In the records below, locate the line containing "The component shall return one point per instance of the woman", then extract it and all following lines exactly, ending with the last line.

# START OF Data section

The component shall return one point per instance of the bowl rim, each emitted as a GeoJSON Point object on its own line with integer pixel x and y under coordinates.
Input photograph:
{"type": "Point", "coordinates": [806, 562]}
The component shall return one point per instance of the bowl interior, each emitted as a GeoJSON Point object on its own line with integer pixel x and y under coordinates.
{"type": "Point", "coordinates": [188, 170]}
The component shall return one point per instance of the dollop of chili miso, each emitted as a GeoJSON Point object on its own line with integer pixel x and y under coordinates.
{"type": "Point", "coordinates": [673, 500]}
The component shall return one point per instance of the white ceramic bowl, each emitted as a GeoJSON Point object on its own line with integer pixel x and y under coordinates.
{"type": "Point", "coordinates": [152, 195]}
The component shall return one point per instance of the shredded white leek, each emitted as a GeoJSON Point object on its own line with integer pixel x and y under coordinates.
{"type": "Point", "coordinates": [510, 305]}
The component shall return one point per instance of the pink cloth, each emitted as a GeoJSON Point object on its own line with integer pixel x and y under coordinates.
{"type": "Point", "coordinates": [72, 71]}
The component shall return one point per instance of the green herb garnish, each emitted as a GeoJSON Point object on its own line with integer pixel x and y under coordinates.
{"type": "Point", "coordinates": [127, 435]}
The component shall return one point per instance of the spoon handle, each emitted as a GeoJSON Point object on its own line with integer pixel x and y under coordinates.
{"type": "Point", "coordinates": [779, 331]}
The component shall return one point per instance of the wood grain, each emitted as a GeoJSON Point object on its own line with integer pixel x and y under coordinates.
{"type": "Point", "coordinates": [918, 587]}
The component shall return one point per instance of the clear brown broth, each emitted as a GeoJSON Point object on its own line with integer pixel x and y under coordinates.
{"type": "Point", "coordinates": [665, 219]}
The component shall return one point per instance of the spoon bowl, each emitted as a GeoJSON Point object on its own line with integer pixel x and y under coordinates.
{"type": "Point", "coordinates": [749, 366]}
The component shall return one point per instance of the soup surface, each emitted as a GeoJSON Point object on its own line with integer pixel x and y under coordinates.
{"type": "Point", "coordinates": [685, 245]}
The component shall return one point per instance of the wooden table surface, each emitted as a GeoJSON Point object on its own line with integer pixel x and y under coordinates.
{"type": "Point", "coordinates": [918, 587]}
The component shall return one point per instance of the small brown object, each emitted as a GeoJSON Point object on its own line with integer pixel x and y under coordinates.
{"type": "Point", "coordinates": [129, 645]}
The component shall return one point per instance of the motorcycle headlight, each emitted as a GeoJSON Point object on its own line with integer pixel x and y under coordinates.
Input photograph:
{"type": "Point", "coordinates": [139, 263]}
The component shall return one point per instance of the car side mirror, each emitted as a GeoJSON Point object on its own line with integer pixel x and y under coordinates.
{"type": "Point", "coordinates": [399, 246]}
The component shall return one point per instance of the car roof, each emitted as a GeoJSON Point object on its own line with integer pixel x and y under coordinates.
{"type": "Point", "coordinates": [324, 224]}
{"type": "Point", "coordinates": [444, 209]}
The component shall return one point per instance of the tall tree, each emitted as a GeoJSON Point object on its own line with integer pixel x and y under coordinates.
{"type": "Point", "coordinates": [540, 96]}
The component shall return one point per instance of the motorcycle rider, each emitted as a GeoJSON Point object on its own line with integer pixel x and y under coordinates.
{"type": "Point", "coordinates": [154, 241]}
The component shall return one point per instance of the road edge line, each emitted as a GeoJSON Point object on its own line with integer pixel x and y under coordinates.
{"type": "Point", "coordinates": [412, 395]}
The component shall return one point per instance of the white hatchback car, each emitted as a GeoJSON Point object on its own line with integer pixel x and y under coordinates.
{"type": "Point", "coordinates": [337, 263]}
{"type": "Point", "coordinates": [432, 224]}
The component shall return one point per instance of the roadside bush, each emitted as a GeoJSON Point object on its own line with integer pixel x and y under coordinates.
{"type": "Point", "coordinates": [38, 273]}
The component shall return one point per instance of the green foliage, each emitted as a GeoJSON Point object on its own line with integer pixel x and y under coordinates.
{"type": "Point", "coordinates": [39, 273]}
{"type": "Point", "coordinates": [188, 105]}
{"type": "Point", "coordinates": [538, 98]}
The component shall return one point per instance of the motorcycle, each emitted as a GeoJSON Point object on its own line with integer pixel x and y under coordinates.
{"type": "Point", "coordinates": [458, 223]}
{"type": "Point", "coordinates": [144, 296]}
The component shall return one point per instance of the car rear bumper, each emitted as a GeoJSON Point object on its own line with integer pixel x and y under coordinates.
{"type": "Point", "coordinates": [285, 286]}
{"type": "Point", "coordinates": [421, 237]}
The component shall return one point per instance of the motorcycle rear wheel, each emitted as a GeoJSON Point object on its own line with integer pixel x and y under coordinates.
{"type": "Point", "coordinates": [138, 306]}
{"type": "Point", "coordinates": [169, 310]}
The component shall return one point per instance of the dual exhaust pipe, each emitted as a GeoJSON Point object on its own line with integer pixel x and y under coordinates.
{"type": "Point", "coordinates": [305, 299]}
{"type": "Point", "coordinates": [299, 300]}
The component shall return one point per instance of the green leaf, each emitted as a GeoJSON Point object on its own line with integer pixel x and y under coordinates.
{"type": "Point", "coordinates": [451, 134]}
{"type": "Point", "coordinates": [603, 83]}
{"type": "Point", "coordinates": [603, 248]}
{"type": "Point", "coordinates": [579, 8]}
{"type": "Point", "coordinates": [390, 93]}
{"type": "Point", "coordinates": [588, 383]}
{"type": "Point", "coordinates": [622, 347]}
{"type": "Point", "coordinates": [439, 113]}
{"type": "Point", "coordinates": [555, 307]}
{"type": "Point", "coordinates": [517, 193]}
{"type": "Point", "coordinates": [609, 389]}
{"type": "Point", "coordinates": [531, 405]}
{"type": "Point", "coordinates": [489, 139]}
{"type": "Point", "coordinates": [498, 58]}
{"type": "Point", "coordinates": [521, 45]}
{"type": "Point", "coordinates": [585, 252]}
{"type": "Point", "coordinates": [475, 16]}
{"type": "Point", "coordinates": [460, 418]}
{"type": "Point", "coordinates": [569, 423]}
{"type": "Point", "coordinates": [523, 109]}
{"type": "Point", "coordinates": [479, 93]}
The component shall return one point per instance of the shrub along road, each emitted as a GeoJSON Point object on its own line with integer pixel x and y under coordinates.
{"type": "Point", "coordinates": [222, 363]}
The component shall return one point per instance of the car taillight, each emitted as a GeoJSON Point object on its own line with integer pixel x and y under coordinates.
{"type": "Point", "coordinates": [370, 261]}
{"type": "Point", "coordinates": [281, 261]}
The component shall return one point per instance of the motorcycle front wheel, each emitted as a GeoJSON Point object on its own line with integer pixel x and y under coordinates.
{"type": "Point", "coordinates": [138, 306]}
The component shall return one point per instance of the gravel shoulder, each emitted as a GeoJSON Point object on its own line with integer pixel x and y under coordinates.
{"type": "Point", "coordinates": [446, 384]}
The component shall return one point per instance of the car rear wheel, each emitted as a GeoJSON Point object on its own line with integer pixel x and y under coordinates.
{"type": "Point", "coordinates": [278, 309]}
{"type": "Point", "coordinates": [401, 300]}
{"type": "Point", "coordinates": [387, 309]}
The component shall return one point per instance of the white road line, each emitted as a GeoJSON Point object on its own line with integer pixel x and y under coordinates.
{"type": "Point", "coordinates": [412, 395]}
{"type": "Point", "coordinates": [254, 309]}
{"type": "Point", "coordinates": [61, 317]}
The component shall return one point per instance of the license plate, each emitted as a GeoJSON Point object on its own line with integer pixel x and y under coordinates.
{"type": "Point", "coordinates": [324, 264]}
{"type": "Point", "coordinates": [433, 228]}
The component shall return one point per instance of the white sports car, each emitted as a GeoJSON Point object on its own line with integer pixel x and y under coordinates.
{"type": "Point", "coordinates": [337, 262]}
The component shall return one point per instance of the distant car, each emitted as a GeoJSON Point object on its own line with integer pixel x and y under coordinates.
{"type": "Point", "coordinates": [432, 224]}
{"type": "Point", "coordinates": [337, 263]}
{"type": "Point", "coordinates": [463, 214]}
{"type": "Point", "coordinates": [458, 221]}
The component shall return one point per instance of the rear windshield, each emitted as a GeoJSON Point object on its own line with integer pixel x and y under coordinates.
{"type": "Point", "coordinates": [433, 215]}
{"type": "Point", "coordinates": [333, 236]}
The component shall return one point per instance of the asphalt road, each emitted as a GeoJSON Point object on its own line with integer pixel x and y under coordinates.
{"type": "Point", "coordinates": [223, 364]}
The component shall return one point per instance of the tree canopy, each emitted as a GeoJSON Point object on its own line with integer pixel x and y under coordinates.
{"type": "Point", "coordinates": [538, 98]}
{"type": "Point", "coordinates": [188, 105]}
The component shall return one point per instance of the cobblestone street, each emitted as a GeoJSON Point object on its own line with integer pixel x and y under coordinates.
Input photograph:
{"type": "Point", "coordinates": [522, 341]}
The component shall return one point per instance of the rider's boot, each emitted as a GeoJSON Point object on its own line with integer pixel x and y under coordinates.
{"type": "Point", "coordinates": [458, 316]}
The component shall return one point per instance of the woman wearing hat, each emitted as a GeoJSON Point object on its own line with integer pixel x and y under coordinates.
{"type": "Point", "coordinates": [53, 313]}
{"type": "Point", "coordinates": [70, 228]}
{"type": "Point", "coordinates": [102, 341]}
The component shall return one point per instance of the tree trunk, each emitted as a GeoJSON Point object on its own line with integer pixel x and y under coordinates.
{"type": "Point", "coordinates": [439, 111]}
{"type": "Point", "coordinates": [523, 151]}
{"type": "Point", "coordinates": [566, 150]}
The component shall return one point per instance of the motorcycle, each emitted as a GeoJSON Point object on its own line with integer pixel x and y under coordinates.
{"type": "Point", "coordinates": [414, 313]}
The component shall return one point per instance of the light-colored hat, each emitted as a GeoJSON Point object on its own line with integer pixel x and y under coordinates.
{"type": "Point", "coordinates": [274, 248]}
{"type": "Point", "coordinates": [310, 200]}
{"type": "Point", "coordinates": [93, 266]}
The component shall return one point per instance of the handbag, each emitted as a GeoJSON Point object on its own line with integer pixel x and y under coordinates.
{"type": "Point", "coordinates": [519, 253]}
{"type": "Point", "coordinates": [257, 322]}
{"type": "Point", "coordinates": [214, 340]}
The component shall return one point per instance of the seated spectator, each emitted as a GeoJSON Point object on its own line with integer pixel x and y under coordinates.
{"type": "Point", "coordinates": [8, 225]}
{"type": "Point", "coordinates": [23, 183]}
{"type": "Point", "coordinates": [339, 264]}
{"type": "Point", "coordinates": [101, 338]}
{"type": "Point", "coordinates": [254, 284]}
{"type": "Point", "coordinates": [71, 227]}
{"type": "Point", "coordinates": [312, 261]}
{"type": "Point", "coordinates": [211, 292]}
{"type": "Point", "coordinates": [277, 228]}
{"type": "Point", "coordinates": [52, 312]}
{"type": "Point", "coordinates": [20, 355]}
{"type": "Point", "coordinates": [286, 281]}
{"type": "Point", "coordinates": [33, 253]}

# END OF Data section

▶ Solution to this problem
The component shall return one point per instance of the woman wearing hat, each emitted as a GeoJSON Point object on its own line with integer pixel x and y under coordinates.
{"type": "Point", "coordinates": [53, 313]}
{"type": "Point", "coordinates": [70, 228]}
{"type": "Point", "coordinates": [102, 341]}
The component shall return one point per instance of the tree trunk, each emitted as a GeoJSON Point object on its own line with integer pixel x and y under coordinates.
{"type": "Point", "coordinates": [439, 111]}
{"type": "Point", "coordinates": [523, 151]}
{"type": "Point", "coordinates": [566, 150]}
The component shall return one point per instance of the motorcycle, each emitted as a GeoJSON Point object on its own line with integer pixel x and y under coordinates.
{"type": "Point", "coordinates": [414, 313]}
The component shall return one point per instance of the light-colored hat, each emitted as a GeoJSON Point object on its own line with integer pixel x and y under coordinates.
{"type": "Point", "coordinates": [274, 248]}
{"type": "Point", "coordinates": [310, 200]}
{"type": "Point", "coordinates": [93, 266]}
The component shall return one point per instance of the handbag, each emitted as a GeoJSON Point object on its own line with integer pixel x and y under coordinates.
{"type": "Point", "coordinates": [519, 253]}
{"type": "Point", "coordinates": [257, 322]}
{"type": "Point", "coordinates": [214, 340]}
The component shall return one point per instance of the seated spectator, each emitted as a GeoJSON Point object on its own line with integer pixel x and y under coordinates.
{"type": "Point", "coordinates": [8, 225]}
{"type": "Point", "coordinates": [23, 183]}
{"type": "Point", "coordinates": [339, 264]}
{"type": "Point", "coordinates": [101, 338]}
{"type": "Point", "coordinates": [254, 284]}
{"type": "Point", "coordinates": [71, 227]}
{"type": "Point", "coordinates": [312, 261]}
{"type": "Point", "coordinates": [211, 292]}
{"type": "Point", "coordinates": [277, 228]}
{"type": "Point", "coordinates": [52, 312]}
{"type": "Point", "coordinates": [20, 355]}
{"type": "Point", "coordinates": [286, 281]}
{"type": "Point", "coordinates": [33, 253]}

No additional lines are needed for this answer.